* _PROBLEM REQUIREMENTS_
Return the lines from the one containing "[point] fruit and" to the one containing "Target: green pear", both included, reproduced verbatim from the records below.

* _SOURCE DATA_
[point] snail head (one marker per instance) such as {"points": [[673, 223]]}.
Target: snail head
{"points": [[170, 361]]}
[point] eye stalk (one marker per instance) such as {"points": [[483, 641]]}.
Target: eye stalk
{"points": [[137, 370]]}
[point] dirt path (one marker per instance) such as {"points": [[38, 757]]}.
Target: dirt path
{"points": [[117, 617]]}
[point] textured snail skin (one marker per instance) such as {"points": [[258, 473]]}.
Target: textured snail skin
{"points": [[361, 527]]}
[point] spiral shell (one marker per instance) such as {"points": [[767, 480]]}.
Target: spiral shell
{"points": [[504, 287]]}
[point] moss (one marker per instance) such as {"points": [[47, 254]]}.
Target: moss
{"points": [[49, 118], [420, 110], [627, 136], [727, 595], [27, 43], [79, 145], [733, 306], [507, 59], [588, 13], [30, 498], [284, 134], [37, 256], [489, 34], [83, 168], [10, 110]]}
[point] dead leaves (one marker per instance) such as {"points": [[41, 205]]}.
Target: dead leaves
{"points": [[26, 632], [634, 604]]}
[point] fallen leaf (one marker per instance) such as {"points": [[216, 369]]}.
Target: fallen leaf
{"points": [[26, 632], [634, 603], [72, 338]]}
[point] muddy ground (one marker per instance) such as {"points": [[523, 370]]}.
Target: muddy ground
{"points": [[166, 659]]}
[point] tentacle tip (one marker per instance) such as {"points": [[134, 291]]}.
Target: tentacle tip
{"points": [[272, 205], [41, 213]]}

---

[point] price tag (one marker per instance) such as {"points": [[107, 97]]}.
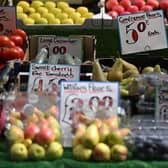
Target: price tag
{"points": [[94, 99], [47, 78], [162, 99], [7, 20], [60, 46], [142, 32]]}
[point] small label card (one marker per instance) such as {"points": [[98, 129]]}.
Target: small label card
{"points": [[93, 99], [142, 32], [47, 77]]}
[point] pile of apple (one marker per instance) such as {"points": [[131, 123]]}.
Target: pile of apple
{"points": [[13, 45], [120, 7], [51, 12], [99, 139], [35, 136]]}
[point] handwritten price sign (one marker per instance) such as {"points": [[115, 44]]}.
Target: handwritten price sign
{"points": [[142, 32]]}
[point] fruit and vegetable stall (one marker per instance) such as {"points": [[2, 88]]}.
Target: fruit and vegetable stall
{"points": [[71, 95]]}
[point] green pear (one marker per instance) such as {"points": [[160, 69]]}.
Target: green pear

* _OUTPUT FOR THIS TASK_
[point] fruit and vegetable stall (one marker per instance) such as {"points": [[2, 88]]}.
Target: fruit and vegetable stall
{"points": [[71, 95]]}
[point] green pear (one marker per instance) such as {"points": [[160, 69]]}.
Target: green pear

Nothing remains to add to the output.